[Records from a collection]
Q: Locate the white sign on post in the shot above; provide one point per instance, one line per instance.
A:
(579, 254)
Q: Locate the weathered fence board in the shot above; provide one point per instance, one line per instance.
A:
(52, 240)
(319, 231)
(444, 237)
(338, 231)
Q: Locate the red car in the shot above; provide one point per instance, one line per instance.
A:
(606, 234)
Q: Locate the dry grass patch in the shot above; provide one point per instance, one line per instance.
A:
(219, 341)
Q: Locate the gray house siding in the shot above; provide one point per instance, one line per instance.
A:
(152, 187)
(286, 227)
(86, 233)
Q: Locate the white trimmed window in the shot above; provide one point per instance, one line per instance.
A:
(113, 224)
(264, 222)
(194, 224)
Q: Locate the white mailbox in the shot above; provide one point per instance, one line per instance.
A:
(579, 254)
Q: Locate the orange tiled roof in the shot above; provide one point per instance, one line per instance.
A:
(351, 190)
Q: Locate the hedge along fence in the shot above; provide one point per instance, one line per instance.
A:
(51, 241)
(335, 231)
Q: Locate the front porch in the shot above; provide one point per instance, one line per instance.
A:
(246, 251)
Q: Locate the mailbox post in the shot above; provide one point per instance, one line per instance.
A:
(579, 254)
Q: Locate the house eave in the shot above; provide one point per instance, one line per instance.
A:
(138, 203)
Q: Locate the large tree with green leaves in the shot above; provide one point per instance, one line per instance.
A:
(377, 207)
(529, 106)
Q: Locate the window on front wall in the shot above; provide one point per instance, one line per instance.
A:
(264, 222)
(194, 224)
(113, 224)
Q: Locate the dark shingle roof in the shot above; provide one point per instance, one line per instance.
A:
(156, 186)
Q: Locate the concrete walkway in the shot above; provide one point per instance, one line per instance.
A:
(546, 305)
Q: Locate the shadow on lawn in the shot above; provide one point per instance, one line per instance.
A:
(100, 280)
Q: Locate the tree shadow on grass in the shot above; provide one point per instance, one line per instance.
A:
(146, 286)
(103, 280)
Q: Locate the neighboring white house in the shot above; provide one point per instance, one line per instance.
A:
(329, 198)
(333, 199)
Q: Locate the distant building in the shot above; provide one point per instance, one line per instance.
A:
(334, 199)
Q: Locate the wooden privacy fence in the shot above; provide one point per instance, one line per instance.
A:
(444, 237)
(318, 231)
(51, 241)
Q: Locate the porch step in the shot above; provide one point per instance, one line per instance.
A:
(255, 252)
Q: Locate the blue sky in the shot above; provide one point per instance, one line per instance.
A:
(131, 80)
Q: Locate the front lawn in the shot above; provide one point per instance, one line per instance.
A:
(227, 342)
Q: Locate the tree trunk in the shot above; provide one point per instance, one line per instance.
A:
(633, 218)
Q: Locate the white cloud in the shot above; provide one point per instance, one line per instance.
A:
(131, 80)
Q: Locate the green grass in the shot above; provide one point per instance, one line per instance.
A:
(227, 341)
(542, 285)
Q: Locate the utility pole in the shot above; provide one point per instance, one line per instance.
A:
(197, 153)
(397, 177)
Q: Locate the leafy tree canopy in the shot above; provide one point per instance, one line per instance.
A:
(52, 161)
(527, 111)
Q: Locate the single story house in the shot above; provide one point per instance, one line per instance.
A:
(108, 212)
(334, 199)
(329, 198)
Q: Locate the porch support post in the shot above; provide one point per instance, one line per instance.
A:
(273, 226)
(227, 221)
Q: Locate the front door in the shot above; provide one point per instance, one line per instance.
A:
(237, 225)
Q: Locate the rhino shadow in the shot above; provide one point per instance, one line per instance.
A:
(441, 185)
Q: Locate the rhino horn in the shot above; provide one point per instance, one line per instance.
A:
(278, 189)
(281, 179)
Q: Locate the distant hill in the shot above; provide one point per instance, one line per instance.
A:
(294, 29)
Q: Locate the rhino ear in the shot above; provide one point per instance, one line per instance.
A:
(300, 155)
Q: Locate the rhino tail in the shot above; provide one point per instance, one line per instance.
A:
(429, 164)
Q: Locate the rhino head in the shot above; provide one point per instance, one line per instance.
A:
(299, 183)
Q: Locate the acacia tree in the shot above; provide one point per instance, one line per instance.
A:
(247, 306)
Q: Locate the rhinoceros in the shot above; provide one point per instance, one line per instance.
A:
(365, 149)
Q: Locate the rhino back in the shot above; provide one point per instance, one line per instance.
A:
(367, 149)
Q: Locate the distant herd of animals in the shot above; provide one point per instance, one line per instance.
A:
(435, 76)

EXERCISE BRIEF
Please give the number of lines in the data above that hold "house", and write nothing else.

RESULT OF THIS EXERCISE
4